Tasks ->
1. Please reproduce the stretch of the Andrea Bonetti text from "International career" through "footballer (born 2003)" word for word.
2. According to the Andrea Bonetti text, whom did Bonetti replace when he came on in his Juventus Next Gen debut against Trento?

Exercise text ->
◇ ◇ ◇ ◇ ◇

Personal information
- Date of birth: 8 August 2003 (age 23)
- Place of birth: Turin, Italy
- Position: Midfielder

Team information
- Current team: Renate
- Number: 17

Youth career
- Accademia Grugliasco
- Accademia Intertorino
- 2017–2022: Juventus

Senior career*
- Years: Team / Apps / (Gls)
- 2022–2024: Juventus Next Gen / 11 / (0)
- 2023–2024: → Taranto (loan) / 2 / (0)
- 2024–: Renate / 59 / (4)

International career
- 2018: Italy U15 / 9 / (1)
- 2018–2019: Italy U16 / 5 / (0)
- 2019–2020: Italy U17 / 2 / (0)

= Andrea Bonetti =

Italian footballer (born 2003)

Andrea Bonetti (born 8 August 2003) is an Italian footballer who plays as a midfielder for club Renate.

== Club career ==
Having been born in Turin on 8 August 2003, Bonetti's first career years were at Accademia Grugliasco. He continued at Accademia Intertorino, where he attracted Juventus' attention, which he joined in 2017. Playing as a centre-forward, he was the most prolific Juventus U16 player of the 2018–19 season with 16 goals. With time, he moved down the pitch, becoming a midfielder able to play as a regista, a left mezz'ala and as a trequartista. In the 2021–22 season, which he played as a regista for the under-19 side, he scored five goals and gave five assists in 43 appearances in all competitions. On 9 October 2021, Juventus first-team manager Massimiliano Allegri played Bonetti for about 30 minutes, coming on as a substitute for Arthur Melo at the 63rd minute, in a friendly match against Alessandria, which they won 2–1. He made his Juventus Next Gen—the reserve team of Juventus—debut on 3 September 2022, in a 2–0 Serie C win against Trento, coming on as a substitute at the 64th minute for Enzo Barrenechea. His Next Gen debut as a starter came on 17 September, in Renate–Juventus Next Gen 3–2. He came off the pitch after 60 minutes for defender Félix Nzouango, when Next Gen were losing 3–0. On 3 November, he renewed with Juventus until 30 June 2025.

◇ ◇ ◇ ◇ ◇

Input data ->
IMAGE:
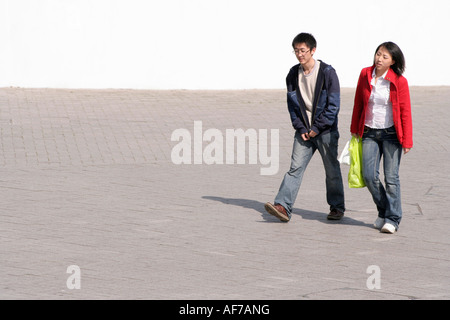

◇ ◇ ◇ ◇ ◇

Answer section ->
1.
International career
- 2018: Italy U15 / 9 / (1)
- 2018–2019: Italy U16 / 5 / (0)
- 2019–2020: Italy U17 / 2 / (0)

= Andrea Bonetti =

Italian footballer (born 2003)

2. Enzo Barrenechea